[Items listed in a dataset]
════
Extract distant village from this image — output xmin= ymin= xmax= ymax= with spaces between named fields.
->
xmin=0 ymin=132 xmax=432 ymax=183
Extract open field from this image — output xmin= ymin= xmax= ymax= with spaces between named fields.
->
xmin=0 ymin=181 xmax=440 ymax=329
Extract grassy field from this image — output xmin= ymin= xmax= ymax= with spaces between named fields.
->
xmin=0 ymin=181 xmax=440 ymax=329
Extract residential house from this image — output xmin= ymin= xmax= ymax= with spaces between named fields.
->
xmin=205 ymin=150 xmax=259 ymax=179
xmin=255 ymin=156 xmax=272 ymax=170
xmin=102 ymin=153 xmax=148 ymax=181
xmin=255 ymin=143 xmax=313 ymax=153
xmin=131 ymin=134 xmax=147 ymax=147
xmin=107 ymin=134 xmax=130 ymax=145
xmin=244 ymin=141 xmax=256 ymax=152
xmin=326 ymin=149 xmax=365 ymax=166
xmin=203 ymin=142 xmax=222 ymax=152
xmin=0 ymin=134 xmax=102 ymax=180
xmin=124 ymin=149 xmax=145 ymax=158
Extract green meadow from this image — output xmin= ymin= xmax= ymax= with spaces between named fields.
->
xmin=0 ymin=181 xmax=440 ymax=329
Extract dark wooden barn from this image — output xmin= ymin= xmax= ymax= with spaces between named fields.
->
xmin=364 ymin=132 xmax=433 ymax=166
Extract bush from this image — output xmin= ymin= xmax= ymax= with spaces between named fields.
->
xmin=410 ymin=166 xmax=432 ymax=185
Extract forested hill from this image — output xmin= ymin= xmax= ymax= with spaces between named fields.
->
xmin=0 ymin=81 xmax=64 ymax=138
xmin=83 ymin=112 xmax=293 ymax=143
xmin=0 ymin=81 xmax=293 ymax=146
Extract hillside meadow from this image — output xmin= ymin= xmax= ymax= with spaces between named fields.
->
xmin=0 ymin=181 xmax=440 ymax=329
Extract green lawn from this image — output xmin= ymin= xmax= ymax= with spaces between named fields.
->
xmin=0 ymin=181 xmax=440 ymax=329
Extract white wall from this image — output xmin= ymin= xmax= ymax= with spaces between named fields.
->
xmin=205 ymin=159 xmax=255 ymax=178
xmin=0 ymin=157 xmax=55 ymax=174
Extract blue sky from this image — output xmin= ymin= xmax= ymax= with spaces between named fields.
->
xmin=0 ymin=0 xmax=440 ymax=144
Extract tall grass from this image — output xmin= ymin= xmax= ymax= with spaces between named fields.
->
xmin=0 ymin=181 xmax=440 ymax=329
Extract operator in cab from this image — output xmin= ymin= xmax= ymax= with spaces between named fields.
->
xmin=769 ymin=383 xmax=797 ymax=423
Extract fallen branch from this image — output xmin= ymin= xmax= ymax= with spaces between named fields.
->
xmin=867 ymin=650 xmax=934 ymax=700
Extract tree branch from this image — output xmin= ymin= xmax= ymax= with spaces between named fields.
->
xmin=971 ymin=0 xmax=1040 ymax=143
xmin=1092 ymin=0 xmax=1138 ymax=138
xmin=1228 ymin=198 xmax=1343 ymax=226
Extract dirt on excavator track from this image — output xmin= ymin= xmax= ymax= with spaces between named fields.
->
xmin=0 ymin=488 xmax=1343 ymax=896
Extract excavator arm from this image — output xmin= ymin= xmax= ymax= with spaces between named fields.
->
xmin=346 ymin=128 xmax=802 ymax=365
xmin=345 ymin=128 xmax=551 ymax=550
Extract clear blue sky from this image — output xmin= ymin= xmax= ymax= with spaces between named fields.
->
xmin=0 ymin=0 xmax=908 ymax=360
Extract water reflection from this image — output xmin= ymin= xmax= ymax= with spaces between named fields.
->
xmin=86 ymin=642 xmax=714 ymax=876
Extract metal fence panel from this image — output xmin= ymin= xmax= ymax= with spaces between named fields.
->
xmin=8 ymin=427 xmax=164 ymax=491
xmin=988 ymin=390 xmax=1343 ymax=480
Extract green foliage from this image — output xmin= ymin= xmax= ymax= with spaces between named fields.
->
════
Print the whole listing above, line for line, without changing a thing.

Extract distant village from this image — output xmin= ymin= xmax= ymax= with spaces between named fields.
->
xmin=0 ymin=132 xmax=432 ymax=183
Extract open field from this image — output xmin= ymin= xmax= ymax= with spaces between named fields.
->
xmin=0 ymin=181 xmax=440 ymax=329
Extract grassy field from this image — output xmin= ymin= xmax= ymax= with spaces between named fields.
->
xmin=0 ymin=181 xmax=440 ymax=329
Extract residential house from this image — output xmin= ymin= xmax= ymax= with spaces between named fields.
->
xmin=205 ymin=150 xmax=259 ymax=179
xmin=255 ymin=156 xmax=272 ymax=170
xmin=102 ymin=153 xmax=148 ymax=181
xmin=255 ymin=143 xmax=313 ymax=153
xmin=131 ymin=134 xmax=147 ymax=147
xmin=107 ymin=134 xmax=130 ymax=145
xmin=244 ymin=141 xmax=256 ymax=152
xmin=326 ymin=149 xmax=365 ymax=166
xmin=203 ymin=142 xmax=222 ymax=152
xmin=0 ymin=134 xmax=102 ymax=180
xmin=124 ymin=149 xmax=145 ymax=158
Extract green meadow from this image — output xmin= ymin= xmax= ymax= with spaces between named fields.
->
xmin=0 ymin=181 xmax=440 ymax=329
Extract dark wooden barn from this image — output xmin= ymin= xmax= ymax= with spaces between named fields.
->
xmin=364 ymin=132 xmax=433 ymax=166
Extract bush from this image — output xmin= ymin= xmax= ymax= with spaces between named fields.
->
xmin=410 ymin=166 xmax=432 ymax=185
Extract forested hill from this image — output xmin= ymin= xmax= ymax= with spaces between named fields.
->
xmin=0 ymin=81 xmax=64 ymax=138
xmin=83 ymin=112 xmax=293 ymax=143
xmin=0 ymin=81 xmax=293 ymax=146
Extract hillside meadow from this image — output xmin= ymin= xmax= ymax= with spaces between named fields.
->
xmin=0 ymin=181 xmax=440 ymax=329
Extract green lawn from this image — output xmin= ymin= xmax= ymax= with spaces between named fields.
->
xmin=0 ymin=181 xmax=440 ymax=329
Extract white wall from this image — output xmin= ymin= xmax= ymax= with spaces between named fields.
->
xmin=205 ymin=159 xmax=255 ymax=178
xmin=0 ymin=157 xmax=55 ymax=174
Extract blue sky from this image — output xmin= ymin= xmax= ymax= with spaces between named fields.
->
xmin=0 ymin=0 xmax=440 ymax=144
Extract tall grass from this image — output xmin= ymin= xmax= ymax= with spaces between named fields.
->
xmin=0 ymin=181 xmax=440 ymax=329
Extract operator in cab from this image — output xmin= ymin= xmax= ymax= with spaces between named fields.
->
xmin=769 ymin=383 xmax=797 ymax=423
Extract fallen branch from this image — output xmin= ymin= xmax= ymax= with spaces between named fields.
->
xmin=867 ymin=650 xmax=934 ymax=700
Extract tree branch from this image — output xmin= ymin= xmax= ymax= with spaces between named fields.
->
xmin=971 ymin=0 xmax=1040 ymax=143
xmin=1092 ymin=0 xmax=1138 ymax=138
xmin=1228 ymin=198 xmax=1343 ymax=226
Extract dirt on excavator track from this image — output xmin= ymin= xmax= ymax= with spaces between named fields.
->
xmin=0 ymin=488 xmax=1343 ymax=896
Extract excavator arm from this image — output xmin= ymin= xmax= ymax= with spaces between named fields.
->
xmin=346 ymin=128 xmax=802 ymax=365
xmin=345 ymin=128 xmax=551 ymax=550
Extract clear blue sky from this image — output xmin= ymin= xmax= ymax= with spaces between named fields.
->
xmin=0 ymin=0 xmax=908 ymax=360
Extract water reflection from this image — output xmin= ymin= xmax= ymax= with spaces between named fields.
->
xmin=86 ymin=642 xmax=714 ymax=876
Extract metal fence panel from this image — output xmin= ymin= xmax= ymax= with spaces between named fields.
->
xmin=8 ymin=427 xmax=164 ymax=491
xmin=988 ymin=390 xmax=1343 ymax=480
Extract green foliage from this image — output xmin= ymin= xmax= ymax= with spaces between named fields.
->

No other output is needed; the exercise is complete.